## Required tasks:
(1) In the news report on Paul Manafort's release from prison, where will he serve the remainder of his sentence?
(2) Copy the Manafort news report word for word, from "(Reuters) - President" to "confinement in Virginia.".

## Text block:

——

(Reuters) - President Donald Trump’s former campaign chairman Paul Manafort was released from a federal prison in Pennsylvania on Wednesday to finish his sentence at home due to the coronavirus pandemic, his lawyer said, drawing fresh Democratic criticism over Justice Department actions that have benefited Trump associates.
Trump’s former personal lawyer Michael Cohen, imprisoned in a separate case, also is expected to be released based on the threat of the coronavirus, a U.S. official familiar with the decision-making regarding inmates said, speaking on condition of anonymity.
Todd Blanche, a lawyer for the Manafort, said the 71-year-old veteran Republican political operative was released from the Federal Correctional Institution, Loretto in Cambria County, Pennsylvania and would serve the remainder of his 7-1/2 year sentence in home confinement in Virginia.
Manafort’s legal team last month asked the U.S. Bureau of Prisons for home confinement rather than continued imprisonment, saying his pre-existing health conditions such as high blood pressure, liver disease and respiratory ailments increased his risks should he become infected with the coronavirus.
The pathogen has led to a number of deaths amid the close quarters of federal prisons.
Manafort’s sentence stemmed from two criminal cases arising from former U.S. Special Counsel Robert Mueller’s investigation that documented Russian interference in the 2016 U.S. election to boost Trump’s candidacy. Manafort’s sentence is due to run until November 2024.

——

## Data provided:

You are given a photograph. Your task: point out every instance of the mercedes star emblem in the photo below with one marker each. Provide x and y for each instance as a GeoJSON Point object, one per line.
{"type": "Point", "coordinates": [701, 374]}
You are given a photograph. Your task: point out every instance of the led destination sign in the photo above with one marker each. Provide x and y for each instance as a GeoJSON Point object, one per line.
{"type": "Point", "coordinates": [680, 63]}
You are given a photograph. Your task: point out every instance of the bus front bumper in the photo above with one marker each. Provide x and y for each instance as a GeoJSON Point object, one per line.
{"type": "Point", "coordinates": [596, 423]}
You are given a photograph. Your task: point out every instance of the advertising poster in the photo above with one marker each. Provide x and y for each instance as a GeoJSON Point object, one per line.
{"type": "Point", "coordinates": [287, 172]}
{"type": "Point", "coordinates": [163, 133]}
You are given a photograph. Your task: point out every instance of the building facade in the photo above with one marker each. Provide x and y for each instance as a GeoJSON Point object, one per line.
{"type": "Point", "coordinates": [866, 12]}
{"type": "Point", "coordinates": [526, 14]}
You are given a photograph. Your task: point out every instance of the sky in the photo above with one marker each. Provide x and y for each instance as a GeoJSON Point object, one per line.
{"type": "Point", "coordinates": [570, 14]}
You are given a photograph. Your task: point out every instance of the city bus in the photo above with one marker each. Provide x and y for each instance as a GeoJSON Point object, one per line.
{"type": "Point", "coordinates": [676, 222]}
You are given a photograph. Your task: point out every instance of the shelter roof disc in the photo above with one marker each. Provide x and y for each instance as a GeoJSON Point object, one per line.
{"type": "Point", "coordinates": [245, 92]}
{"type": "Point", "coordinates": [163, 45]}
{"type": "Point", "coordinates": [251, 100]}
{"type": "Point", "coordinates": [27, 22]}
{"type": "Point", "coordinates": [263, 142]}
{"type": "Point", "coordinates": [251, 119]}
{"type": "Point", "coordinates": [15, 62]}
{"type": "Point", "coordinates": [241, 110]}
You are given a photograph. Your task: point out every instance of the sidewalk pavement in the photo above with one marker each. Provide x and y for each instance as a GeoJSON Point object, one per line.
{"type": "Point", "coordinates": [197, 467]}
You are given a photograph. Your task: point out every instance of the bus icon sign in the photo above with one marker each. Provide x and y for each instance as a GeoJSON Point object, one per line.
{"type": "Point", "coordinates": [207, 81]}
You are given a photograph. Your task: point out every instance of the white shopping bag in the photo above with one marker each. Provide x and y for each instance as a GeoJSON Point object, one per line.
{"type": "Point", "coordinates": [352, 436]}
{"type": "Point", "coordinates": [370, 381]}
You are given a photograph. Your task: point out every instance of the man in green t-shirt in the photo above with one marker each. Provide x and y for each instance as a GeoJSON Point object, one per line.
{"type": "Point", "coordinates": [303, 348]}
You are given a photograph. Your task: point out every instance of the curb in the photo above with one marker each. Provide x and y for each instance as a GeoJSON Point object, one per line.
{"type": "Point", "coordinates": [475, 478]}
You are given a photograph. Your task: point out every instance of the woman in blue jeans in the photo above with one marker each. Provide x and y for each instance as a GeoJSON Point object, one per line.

——

## Task results:
(1) In home confinement in Virginia.

(2)
(Reuters) - President Donald Trump’s former campaign chairman Paul Manafort was released from a federal prison in Pennsylvania on Wednesday to finish his sentence at home due to the coronavirus pandemic, his lawyer said, drawing fresh Democratic criticism over Justice Department actions that have benefited Trump associates.
Trump’s former personal lawyer Michael Cohen, imprisoned in a separate case, also is expected to be released based on the threat of the coronavirus, a U.S. official familiar with the decision-making regarding inmates said, speaking on condition of anonymity.
Todd Blanche, a lawyer for the Manafort, said the 71-year-old veteran Republican political operative was released from the Federal Correctional Institution, Loretto in Cambria County, Pennsylvania and would serve the remainder of his 7-1/2 year sentence in home confinement in Virginia.